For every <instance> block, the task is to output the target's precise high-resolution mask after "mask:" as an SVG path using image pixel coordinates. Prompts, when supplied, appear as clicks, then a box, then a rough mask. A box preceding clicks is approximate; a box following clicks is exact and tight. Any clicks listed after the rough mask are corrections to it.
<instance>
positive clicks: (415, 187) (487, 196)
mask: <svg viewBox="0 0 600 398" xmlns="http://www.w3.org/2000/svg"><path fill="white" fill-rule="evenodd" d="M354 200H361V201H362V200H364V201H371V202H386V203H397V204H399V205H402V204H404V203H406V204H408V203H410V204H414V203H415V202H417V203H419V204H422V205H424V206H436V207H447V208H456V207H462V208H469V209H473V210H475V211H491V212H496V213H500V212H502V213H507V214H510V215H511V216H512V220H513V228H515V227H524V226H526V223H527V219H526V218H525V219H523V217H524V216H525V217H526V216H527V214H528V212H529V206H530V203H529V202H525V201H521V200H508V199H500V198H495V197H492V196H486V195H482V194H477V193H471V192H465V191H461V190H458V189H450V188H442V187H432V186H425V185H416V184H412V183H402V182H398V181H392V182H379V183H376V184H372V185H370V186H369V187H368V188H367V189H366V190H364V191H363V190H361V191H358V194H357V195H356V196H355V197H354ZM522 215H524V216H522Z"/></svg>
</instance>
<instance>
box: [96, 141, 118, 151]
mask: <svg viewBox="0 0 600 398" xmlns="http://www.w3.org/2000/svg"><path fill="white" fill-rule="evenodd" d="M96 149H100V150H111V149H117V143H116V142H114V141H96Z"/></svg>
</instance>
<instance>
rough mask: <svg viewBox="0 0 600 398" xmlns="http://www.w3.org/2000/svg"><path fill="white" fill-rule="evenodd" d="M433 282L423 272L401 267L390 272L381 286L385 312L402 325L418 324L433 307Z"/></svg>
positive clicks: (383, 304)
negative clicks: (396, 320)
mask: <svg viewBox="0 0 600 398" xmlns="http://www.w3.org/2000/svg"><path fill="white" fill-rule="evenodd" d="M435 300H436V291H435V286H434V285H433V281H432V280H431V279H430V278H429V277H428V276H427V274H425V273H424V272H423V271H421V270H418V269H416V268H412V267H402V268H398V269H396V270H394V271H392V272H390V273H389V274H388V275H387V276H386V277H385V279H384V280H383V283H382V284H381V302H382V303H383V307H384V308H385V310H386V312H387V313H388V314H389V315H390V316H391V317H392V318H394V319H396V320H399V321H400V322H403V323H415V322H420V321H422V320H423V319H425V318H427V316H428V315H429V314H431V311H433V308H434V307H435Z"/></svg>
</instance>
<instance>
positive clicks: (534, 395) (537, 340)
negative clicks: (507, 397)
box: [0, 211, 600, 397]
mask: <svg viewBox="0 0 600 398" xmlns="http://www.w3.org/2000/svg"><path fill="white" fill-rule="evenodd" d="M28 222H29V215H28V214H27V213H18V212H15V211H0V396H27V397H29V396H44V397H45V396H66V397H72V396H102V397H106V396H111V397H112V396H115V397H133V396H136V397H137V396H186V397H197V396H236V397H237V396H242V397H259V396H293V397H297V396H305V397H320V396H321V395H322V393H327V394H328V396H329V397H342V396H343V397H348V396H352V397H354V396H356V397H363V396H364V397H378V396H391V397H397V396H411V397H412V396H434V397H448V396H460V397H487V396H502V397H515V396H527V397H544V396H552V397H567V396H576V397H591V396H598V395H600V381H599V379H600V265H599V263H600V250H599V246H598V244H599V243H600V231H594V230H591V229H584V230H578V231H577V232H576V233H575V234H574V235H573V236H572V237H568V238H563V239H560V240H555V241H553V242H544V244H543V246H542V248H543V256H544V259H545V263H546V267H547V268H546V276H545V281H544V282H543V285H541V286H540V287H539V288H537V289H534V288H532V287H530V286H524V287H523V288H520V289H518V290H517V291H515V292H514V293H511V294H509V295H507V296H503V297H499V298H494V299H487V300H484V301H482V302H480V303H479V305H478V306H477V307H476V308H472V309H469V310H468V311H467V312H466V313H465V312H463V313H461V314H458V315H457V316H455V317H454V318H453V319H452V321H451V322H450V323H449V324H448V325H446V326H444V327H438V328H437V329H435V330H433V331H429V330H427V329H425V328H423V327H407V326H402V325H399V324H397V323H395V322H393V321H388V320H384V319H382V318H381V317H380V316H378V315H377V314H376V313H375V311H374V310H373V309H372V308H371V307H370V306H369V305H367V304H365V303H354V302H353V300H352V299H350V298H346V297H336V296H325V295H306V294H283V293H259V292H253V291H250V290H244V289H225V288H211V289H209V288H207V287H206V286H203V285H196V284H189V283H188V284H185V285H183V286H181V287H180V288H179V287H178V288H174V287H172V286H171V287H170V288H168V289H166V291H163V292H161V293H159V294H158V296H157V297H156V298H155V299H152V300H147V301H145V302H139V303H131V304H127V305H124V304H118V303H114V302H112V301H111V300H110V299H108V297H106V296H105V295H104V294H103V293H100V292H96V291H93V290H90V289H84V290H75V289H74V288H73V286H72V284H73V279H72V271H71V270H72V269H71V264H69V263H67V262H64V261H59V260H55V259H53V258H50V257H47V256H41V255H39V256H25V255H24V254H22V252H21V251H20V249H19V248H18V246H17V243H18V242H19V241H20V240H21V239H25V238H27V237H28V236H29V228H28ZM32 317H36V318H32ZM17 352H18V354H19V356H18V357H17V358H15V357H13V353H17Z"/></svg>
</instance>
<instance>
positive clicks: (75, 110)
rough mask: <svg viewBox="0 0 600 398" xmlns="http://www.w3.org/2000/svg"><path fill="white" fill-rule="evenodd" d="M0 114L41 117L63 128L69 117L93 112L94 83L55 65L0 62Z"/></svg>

****************

Assigned task> Keeping every character as it is, restate the lines above that run from the line with "282L423 272L401 267L390" through the line with "negative clicks: (507, 397)", both included, and nothing else.

Written solution>
rough mask: <svg viewBox="0 0 600 398" xmlns="http://www.w3.org/2000/svg"><path fill="white" fill-rule="evenodd" d="M433 282L423 272L401 267L390 272L381 286L385 312L402 325L418 324L433 307Z"/></svg>
positive clicks: (383, 304)
negative clicks: (396, 320)
mask: <svg viewBox="0 0 600 398" xmlns="http://www.w3.org/2000/svg"><path fill="white" fill-rule="evenodd" d="M435 300H436V291H435V286H434V285H433V281H432V280H431V279H430V278H429V277H428V276H427V274H425V273H424V272H423V271H421V270H418V269H416V268H412V267H402V268H398V269H396V270H394V271H392V272H390V273H389V274H388V275H387V276H386V277H385V279H384V280H383V283H382V284H381V302H382V303H383V307H384V308H385V310H386V312H387V313H388V314H389V315H390V316H391V317H392V318H394V319H396V320H399V321H400V322H403V323H415V322H420V321H422V320H423V319H425V318H427V316H428V315H429V314H431V311H433V308H434V307H435Z"/></svg>
</instance>
<instance>
positive clicks: (534, 395) (537, 340)
negative clicks: (507, 397)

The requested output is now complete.